• [Set exercise 1]
In the impeachment passage, rewrite the paragraph beginning "Barr's outrageous behavior" more briefly, keeping its main facts.
• [Set exercise 2]
Decide whether each statement agrees with the impeachment passage, answering yes or no and quoting the words that settle it: (a) The third article of impeachment against Richard Nixon concerned defying congressional subpoenas and oversight. (b) Robert Costa made his report on CNN. (c) Trump's approval rating has hovered around 50% for his whole tenure.
• [Set exercise 3]
Copy the impeachment passage word for word from "The third article" to "a risky strategy.".

• [Text section]

Robert Costa of the Washington Post reported on MSNBC on Monday that Republican sources tell him the Democrats are being "political" and have no right to hold hearings that are impeachment inquiries in all but name. I think we know how to solve that problem, don't we?
Barr's outrageous behavior and the White House attempts to stonewall all forms of oversight are pushing the Democrats toward impeachment, whether they want it or not. Rep. Ted Lieu, D-Calif., a member of the House Democratic policy leadership team who sits on the Judiciary Committee, told the Washington Post's Greg Sargent, “If we can’t fact-gather, we’re going to have to use the other tools at our disposal and make sure our oversight responsibilities are respected.”
Lieu added, "If it turns out we can’t investigate because the White House is not complying with anything that Congress requests, then I think the caucus would support an article of impeachment on obstructing Congress in order to maximize our court position.” As Sargent points out, Democrats have already said that fact-gathering and accountability is their mission for the moment, "but if Trump won’t allow that, they can threaten an impeachment inquiry in response, and note quite correctly that Trump is forcing them into it."
The third article of impeachment against Richard Nixon was for defying congressional subpoenas and oversight. Trump may be leaving Congress no choice but to do that again, if only to defend its own constitutional prerogatives. For a president with an approval rating that's been hovering around 40% for his entire tenure, that's a risky strategy.

• [Information shown]
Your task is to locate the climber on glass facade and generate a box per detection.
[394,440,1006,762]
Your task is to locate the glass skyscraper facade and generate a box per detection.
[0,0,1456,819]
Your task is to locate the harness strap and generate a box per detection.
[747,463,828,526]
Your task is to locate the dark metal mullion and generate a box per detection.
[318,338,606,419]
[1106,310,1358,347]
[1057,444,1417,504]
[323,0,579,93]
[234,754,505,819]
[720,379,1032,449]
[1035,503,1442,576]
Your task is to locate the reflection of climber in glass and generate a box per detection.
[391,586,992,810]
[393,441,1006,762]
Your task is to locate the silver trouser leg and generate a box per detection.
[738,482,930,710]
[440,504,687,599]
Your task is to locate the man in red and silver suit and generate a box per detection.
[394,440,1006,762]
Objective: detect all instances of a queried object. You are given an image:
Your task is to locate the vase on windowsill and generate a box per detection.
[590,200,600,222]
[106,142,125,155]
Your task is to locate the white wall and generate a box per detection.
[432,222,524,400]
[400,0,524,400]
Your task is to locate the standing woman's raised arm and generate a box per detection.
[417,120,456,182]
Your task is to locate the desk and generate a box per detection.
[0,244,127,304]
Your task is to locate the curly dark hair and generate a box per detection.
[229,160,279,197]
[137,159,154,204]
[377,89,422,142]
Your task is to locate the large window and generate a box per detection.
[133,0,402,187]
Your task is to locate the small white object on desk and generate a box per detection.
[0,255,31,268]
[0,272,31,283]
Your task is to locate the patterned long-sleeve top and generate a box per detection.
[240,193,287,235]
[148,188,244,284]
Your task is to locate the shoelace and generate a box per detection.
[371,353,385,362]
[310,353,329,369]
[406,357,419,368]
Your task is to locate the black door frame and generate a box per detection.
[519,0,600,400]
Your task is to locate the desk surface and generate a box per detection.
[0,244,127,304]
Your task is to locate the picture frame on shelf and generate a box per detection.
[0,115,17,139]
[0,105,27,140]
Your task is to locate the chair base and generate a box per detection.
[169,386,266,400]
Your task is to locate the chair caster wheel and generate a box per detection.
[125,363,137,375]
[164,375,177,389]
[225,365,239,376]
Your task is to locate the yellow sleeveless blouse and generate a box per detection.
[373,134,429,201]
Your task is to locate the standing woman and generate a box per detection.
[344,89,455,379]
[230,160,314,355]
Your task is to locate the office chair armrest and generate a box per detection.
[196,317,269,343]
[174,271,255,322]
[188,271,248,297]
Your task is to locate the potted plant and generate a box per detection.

• [Task output 1]
Barr's behavior and the White House's stonewalling of oversight are pushing Democrats toward impeachment, whether they want it or not. Rep. Ted Lieu, D-Calif., a member of the House Democratic policy leadership team and the Judiciary Committee, told Greg Sargent of the Washington Post that if Democrats can't gather facts, they will have to use other tools to make sure their oversight responsibilities are respected.

• [Task output 2]
(a) Yes: "The third article of impeachment against Richard Nixon was for defying congressional subpoenas and oversight."
(b) No: "Robert Costa of the Washington Post reported on MSNBC on Monday"
(c) No: "hovering around 40% for his entire tenure"

• [Task output 3]
The third article of impeachment against Richard Nixon was for defying congressional subpoenas and oversight. Trump may be leaving Congress no choice but to do that again, if only to defend its own constitutional prerogatives. For a president with an approval rating that's been hovering around 40% for his entire tenure, that's a risky strategy.